THE EXERCISE:
Set down exactly the lines that run from the line with "Practice. Spot the yellow road" to the end of the data, and nothing else.

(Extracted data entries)
*-*-*

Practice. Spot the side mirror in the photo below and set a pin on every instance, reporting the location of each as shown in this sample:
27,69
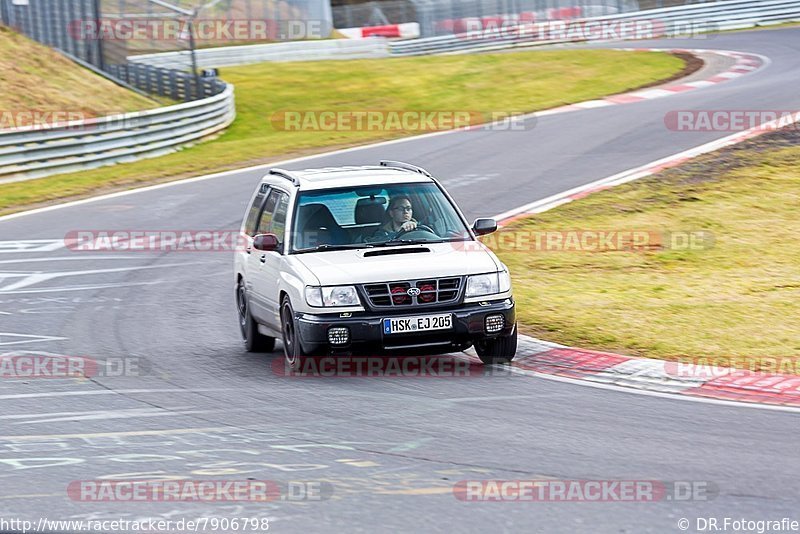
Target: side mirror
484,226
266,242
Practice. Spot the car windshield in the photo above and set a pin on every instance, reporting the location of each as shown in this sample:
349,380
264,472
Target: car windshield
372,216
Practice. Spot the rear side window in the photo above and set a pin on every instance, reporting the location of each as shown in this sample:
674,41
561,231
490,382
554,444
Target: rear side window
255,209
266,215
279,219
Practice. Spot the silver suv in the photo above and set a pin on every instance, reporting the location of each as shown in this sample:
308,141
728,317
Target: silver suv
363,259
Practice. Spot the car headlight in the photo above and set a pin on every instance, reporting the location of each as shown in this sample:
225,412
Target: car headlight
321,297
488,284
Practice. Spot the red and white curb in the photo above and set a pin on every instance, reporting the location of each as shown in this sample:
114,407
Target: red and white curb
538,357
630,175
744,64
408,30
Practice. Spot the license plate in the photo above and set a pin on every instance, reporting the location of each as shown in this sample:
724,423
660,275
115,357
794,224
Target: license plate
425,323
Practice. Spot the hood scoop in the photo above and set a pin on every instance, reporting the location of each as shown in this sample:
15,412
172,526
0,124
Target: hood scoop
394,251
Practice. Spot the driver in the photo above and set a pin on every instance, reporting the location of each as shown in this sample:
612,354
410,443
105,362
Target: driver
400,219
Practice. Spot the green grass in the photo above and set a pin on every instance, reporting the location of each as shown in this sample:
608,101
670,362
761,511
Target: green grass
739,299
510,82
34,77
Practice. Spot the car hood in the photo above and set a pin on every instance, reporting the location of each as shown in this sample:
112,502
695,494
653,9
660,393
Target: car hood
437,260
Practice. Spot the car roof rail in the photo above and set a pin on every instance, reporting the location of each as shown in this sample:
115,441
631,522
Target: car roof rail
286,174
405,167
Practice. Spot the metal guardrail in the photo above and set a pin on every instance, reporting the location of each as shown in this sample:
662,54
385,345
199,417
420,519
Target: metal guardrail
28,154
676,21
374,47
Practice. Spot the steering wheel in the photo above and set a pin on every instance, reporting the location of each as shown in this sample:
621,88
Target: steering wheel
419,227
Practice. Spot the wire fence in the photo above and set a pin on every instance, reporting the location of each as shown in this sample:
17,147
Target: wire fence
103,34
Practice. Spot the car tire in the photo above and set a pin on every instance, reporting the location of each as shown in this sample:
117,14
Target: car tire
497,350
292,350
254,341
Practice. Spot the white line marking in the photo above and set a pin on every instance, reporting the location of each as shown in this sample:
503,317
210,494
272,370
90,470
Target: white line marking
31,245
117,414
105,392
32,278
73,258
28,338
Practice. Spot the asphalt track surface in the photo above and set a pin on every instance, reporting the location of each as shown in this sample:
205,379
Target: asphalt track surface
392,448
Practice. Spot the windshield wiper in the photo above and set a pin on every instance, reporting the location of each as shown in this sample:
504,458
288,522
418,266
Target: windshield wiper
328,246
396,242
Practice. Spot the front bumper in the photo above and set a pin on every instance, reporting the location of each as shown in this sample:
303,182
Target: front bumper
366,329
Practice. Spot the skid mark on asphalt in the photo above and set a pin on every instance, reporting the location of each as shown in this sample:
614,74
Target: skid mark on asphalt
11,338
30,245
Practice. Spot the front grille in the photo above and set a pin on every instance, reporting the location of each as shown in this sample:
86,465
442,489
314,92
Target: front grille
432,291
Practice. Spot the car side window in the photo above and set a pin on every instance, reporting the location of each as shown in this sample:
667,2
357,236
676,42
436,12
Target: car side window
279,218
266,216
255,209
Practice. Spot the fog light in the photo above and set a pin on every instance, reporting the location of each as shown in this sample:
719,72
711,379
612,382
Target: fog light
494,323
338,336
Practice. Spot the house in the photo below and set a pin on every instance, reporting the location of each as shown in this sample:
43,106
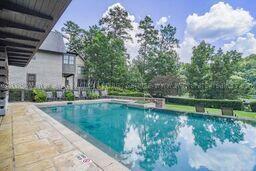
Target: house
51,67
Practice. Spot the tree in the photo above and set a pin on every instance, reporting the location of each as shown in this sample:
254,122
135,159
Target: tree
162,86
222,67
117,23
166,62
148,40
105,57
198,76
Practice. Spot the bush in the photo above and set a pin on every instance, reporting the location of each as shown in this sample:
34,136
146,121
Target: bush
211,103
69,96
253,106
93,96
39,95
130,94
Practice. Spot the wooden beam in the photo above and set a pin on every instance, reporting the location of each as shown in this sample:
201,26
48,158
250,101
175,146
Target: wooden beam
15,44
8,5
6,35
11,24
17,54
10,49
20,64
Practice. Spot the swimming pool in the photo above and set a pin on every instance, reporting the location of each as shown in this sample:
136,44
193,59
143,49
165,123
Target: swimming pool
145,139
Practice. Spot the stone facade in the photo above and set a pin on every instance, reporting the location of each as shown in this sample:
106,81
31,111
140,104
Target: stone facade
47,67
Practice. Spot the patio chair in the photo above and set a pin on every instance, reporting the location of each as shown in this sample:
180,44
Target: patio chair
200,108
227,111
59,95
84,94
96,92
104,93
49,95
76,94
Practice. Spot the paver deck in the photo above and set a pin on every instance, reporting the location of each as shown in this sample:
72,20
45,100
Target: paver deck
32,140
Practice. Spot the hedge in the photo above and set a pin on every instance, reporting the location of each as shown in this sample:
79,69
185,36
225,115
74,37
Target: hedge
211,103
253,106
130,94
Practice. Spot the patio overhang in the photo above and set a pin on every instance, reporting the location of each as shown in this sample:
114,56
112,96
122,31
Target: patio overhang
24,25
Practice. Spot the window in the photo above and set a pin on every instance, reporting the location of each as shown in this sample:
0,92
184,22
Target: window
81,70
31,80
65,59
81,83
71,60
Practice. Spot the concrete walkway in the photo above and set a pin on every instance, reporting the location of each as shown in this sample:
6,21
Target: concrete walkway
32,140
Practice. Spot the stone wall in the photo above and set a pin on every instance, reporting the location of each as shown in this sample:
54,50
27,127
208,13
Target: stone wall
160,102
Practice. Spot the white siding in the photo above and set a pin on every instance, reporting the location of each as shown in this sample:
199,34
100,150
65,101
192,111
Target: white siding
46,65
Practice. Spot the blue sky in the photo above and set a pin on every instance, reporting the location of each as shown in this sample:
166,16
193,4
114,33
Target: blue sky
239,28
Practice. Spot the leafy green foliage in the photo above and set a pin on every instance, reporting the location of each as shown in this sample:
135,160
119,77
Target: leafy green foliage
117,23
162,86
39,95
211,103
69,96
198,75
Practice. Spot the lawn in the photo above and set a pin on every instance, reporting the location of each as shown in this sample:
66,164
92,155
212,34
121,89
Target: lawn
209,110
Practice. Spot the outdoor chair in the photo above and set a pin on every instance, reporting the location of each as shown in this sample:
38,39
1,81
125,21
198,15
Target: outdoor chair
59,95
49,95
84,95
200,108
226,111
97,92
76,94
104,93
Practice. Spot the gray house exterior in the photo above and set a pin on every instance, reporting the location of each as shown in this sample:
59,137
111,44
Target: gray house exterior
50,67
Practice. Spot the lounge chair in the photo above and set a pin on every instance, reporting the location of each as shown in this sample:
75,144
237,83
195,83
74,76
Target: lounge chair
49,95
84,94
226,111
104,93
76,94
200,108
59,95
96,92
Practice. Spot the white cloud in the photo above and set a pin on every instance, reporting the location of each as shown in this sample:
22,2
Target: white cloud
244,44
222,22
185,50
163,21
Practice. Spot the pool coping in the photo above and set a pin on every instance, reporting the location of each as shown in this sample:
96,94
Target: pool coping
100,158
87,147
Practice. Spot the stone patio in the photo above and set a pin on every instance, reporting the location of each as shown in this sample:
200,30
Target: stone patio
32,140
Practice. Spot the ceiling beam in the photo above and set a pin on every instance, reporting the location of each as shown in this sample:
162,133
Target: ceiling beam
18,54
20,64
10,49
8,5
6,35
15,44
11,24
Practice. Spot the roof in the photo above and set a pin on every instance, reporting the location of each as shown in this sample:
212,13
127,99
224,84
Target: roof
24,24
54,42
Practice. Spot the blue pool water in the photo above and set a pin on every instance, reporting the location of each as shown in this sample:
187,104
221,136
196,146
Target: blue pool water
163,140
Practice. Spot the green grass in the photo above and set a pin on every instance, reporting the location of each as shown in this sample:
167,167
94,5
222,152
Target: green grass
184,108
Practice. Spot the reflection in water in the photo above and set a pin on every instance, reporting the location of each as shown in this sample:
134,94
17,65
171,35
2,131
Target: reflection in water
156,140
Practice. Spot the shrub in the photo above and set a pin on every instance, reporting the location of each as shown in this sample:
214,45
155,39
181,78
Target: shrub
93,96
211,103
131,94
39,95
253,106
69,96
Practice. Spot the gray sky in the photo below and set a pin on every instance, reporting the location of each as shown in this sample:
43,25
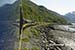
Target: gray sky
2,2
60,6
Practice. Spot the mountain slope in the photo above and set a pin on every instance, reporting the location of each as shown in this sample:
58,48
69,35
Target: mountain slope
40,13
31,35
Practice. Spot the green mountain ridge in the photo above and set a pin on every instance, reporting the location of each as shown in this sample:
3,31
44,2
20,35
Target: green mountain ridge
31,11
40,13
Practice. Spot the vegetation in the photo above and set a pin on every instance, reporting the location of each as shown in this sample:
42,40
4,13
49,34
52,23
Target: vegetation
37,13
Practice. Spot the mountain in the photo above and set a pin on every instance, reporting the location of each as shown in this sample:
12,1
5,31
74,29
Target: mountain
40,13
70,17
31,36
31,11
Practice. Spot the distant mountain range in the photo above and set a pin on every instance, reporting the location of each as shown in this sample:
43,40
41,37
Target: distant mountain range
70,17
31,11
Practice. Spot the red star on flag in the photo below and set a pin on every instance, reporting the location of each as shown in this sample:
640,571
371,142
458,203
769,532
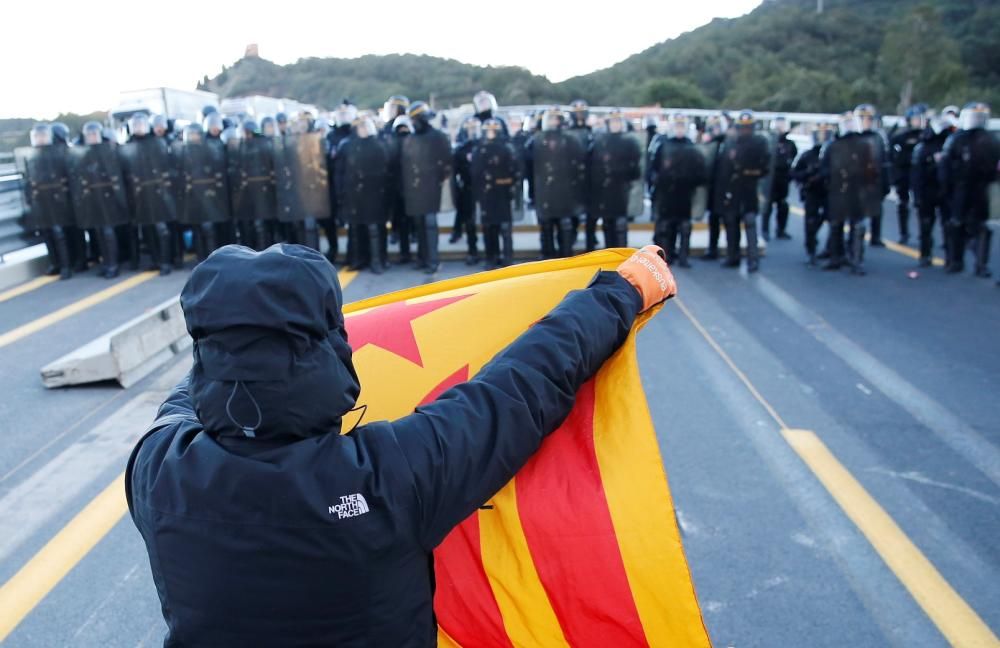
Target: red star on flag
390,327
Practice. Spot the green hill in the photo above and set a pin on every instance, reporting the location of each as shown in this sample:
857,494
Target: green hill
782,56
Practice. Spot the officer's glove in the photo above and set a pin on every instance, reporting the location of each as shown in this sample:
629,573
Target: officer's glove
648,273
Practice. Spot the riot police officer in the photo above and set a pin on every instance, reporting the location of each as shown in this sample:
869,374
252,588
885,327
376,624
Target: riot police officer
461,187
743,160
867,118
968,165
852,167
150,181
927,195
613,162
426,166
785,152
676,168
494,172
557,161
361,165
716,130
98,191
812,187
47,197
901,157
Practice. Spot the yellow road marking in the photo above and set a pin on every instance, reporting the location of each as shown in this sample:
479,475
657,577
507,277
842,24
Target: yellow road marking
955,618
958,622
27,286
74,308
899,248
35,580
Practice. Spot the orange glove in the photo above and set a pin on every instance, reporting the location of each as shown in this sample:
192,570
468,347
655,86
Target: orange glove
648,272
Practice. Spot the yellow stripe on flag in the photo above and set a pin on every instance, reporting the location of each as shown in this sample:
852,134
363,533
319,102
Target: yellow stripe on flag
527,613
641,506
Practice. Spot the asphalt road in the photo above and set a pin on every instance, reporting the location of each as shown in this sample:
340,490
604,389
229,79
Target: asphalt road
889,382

*-*-*

ANSWER TO THE EXERCISE:
Practice. Spot the yellow road marking in the photo above and set a pin on every instance, reporting the location of each as shown in this sample:
479,475
657,577
507,277
842,24
Target: yellow road marking
955,618
958,622
27,286
74,308
899,248
35,580
Practice. Spot the orange glove in the photo above and set a pin on every instance, reporting the location of each as shown in this sample:
192,570
468,347
655,86
Target: orange glove
648,272
Practice. Spot the yellow stripe on flag in the photo above and set a pin on every instance, reporting the location of each as shown in this sample:
852,134
363,533
319,102
Target: yellow stripe on flag
527,613
641,506
Practice. Spot the asphalt road in the photo above and set a pin on every instance, reporting the location of each as shown in this sample:
340,490
604,389
229,79
Target: asphalt road
889,382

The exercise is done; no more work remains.